#### About this exercise:
Using "report" as the search string, find the matching lines below and copy them.

Referring expression pointing data:

*** Block opens ***

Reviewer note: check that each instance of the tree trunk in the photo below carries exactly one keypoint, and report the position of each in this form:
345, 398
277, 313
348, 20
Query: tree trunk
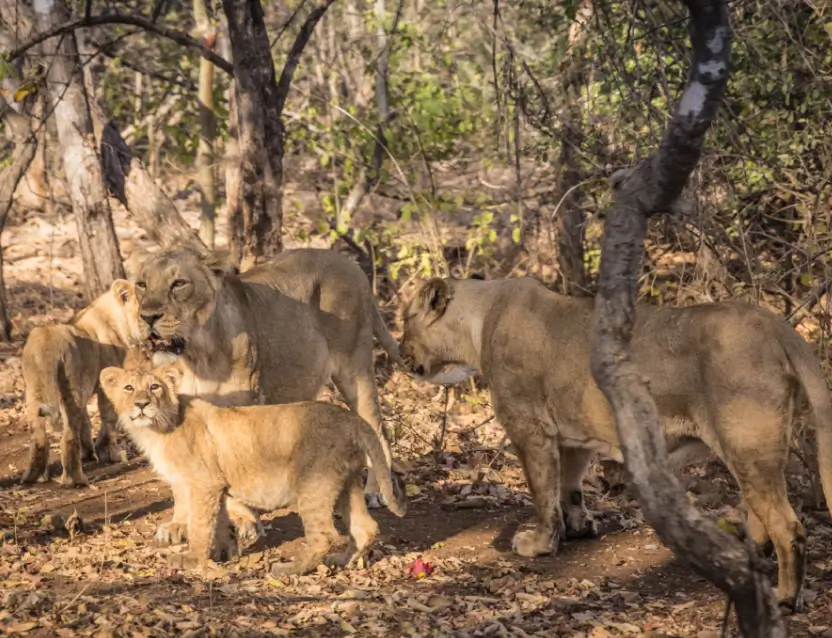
652, 187
65, 80
259, 102
260, 131
207, 127
10, 177
371, 174
132, 185
233, 170
570, 218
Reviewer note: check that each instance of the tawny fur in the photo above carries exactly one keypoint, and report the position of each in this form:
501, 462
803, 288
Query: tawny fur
308, 455
729, 374
61, 364
274, 334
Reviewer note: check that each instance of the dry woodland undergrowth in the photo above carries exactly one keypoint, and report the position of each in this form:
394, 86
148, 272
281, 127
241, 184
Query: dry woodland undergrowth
83, 562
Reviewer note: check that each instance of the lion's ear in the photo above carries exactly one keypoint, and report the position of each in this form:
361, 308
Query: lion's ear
136, 358
172, 376
136, 260
434, 295
220, 263
123, 291
109, 380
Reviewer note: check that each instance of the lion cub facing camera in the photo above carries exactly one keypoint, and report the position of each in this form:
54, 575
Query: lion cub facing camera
308, 455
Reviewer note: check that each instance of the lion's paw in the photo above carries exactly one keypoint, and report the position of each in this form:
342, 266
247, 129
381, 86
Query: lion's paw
171, 533
109, 454
280, 570
248, 531
38, 469
531, 543
579, 523
374, 500
225, 550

*** Block closes ***

#### Response area:
Reviewer note: check that each instance of the tree trunk in the photo below carries exactly one keypoint, and report the position of each in this form:
Reviewer note: check that each instance of the tawny fur in the photo above carries exactly one keypoint, and report the position of each in this form:
Reviewer note: check that each instance of the dry woodland undergrowth in the photo above carries exactly one keypoint, and report the position of each in this form:
Reviewer note: check that each instance of the lion's ear in the photo above carries exactly one keypoint, and report the position of each in this form:
Reviewer note: check that each instance of the lion cub facing camera in the photo above carries exactly one keypoint, and report the position of each in this form:
Reviewer note: check that each instance of the lion's paw in the photo above carries exactly one keypoint, and report the position of each in this form:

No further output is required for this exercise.